The campaign website will remain open indefinitely to serve as a one-stop repository for users to gain knowledge, insights, advice and resources on child abuse and how to prevent and respond to it. The website will also provide resources and contact information for concerned Malaysians to band together and rally against child abuse in any form. Fact sheets are also available for the media as well as individuals and organisations to download to champion the cause and embark on their own outreach campaigns.

How can I support the 'Get on Board' Campaign?
Each of us is responsible for transforming our communities into places that care about - and actively support - families and children. Each of us must pay attention to the kinds of efforts that will prevent child abuse from happening in the first place. We all need to learn more about what we can do individually and within our communities to prevent child abuse.

The Get on Board website offers the Malaysian public a platform to unite and show their support to stopping child abuse. By logging online to, concerned and caring individuals can show their support by:

•Learning more about child abuse. The website provides resources and opportunities to engage, educate and empower all of us to protect children from abuse.
•Signing up to the campaign. They do this by creating their own unique "Hand" symbol which can be used as their Facebook profile picture or on other social media to show solidarity across the country to end child abuse.
•Sharing materials on the website with their friends, loved ones and colleagues. All information on the website has Facebook and Twitter sharing capabilities so that users can help spread the word on how we can stop child abuse.

Records shown —
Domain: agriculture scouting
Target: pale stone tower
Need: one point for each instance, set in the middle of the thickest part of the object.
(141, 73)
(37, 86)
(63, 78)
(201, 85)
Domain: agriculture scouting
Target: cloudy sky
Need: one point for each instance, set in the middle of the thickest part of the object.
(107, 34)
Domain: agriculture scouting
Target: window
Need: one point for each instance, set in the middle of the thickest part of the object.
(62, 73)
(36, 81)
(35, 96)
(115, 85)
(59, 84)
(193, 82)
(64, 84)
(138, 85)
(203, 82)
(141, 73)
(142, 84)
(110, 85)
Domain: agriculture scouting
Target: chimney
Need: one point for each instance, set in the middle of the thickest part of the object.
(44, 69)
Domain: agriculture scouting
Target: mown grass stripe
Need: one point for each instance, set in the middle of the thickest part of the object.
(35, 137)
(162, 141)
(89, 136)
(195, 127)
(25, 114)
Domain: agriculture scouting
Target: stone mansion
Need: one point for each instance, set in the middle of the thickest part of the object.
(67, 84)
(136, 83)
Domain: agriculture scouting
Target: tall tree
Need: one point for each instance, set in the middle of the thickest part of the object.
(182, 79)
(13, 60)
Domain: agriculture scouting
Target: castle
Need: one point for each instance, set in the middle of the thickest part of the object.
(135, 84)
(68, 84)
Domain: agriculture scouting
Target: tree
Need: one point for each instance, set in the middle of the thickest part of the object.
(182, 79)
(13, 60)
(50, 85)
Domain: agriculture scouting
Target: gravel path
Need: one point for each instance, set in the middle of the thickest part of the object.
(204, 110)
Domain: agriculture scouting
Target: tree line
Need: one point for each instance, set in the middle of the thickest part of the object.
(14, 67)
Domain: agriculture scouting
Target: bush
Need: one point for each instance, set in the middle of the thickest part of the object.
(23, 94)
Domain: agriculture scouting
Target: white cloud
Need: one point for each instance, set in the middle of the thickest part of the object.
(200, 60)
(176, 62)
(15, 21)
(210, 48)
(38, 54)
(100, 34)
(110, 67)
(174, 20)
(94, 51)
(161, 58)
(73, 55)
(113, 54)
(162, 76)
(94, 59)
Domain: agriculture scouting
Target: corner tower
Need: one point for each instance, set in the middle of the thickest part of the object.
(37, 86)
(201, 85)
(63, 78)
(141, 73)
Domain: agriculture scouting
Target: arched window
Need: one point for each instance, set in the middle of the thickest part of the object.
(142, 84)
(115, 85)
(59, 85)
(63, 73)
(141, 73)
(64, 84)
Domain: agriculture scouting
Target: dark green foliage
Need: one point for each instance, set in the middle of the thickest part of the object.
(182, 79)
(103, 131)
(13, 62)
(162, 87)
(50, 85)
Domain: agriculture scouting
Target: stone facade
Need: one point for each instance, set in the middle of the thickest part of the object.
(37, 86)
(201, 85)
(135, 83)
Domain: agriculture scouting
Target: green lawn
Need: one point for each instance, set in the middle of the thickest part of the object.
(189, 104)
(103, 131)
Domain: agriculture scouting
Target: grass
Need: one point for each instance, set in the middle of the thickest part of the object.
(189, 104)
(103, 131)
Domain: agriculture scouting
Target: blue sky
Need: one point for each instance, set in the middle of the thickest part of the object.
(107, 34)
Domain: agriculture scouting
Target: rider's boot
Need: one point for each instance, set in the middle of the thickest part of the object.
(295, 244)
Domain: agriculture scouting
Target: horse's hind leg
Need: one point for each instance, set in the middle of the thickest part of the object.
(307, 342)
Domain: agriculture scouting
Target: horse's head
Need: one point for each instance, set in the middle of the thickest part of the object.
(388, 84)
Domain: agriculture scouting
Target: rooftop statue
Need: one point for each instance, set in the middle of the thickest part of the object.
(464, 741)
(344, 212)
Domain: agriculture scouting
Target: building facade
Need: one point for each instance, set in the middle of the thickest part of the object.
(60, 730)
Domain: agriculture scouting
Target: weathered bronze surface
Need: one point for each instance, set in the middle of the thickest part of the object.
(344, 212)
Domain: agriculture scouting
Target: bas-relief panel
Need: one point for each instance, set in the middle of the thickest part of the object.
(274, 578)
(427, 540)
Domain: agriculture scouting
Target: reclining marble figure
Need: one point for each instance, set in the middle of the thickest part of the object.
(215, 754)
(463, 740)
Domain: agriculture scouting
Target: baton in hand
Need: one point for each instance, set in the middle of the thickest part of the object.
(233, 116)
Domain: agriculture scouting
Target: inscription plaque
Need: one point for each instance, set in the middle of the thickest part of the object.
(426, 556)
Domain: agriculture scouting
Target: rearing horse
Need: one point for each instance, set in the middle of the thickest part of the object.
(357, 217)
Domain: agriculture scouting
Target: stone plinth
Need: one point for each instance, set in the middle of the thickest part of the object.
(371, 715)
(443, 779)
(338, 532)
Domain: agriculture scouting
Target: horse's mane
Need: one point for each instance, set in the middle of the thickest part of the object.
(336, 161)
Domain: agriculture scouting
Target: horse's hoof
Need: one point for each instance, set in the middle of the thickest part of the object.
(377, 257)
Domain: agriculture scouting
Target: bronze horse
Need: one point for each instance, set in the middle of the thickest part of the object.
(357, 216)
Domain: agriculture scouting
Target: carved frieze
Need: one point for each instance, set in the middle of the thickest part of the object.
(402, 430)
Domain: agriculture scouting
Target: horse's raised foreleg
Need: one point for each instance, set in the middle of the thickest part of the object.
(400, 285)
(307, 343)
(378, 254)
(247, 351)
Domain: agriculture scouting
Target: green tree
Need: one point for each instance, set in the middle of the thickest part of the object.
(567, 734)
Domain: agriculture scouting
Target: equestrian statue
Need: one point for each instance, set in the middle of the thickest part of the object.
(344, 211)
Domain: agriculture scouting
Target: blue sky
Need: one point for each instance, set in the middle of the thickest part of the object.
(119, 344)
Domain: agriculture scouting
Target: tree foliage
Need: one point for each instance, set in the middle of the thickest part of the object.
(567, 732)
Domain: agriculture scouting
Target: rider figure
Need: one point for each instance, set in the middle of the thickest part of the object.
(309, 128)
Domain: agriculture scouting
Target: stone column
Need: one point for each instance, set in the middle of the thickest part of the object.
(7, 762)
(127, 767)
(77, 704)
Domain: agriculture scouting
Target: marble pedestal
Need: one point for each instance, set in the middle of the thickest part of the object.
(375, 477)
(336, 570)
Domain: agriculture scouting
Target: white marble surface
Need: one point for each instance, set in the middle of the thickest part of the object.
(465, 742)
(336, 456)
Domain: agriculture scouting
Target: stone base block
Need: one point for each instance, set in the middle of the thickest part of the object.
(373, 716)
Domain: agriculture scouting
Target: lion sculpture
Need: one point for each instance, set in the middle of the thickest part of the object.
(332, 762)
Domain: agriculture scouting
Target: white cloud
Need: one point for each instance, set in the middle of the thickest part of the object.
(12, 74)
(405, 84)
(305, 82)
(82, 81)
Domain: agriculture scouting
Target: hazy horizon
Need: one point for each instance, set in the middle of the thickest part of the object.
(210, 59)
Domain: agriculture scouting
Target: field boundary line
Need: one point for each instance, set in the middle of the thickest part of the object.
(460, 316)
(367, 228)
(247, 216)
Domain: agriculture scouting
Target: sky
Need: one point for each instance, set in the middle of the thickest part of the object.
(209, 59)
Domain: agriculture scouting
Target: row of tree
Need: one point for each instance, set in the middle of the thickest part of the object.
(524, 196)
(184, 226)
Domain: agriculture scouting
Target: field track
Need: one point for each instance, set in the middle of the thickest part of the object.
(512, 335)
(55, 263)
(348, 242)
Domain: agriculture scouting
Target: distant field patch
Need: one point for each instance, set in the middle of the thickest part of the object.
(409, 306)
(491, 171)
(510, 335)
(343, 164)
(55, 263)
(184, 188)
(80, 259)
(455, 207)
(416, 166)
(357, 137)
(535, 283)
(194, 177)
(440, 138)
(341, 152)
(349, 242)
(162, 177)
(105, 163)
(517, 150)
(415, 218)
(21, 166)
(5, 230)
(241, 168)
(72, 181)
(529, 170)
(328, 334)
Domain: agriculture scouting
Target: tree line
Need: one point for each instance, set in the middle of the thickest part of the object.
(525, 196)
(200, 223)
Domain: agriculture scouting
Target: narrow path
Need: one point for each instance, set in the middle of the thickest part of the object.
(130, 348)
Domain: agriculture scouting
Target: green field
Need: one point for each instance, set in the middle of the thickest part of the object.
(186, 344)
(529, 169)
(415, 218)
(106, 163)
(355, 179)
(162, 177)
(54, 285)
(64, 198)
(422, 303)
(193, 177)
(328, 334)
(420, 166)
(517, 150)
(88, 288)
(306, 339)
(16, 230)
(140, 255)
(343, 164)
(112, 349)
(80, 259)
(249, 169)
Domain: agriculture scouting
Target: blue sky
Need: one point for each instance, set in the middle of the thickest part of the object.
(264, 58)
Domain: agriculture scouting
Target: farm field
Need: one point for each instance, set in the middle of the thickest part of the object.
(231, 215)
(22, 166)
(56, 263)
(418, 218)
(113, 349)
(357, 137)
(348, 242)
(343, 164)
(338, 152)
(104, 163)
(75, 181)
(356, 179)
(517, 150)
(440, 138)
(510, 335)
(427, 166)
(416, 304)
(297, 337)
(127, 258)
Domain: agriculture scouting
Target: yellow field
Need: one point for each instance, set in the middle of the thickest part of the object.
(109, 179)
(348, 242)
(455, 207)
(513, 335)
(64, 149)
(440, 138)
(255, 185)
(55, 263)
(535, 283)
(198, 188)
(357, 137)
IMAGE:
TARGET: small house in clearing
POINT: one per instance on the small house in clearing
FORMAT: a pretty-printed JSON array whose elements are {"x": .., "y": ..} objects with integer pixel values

Exercise description — In the text on the Get on Board campaign, what do people create when they sign up to the campaign?

Completed exercise — They create their own unique "Hand" symbol, which can be used as their Facebook profile picture or on other social media.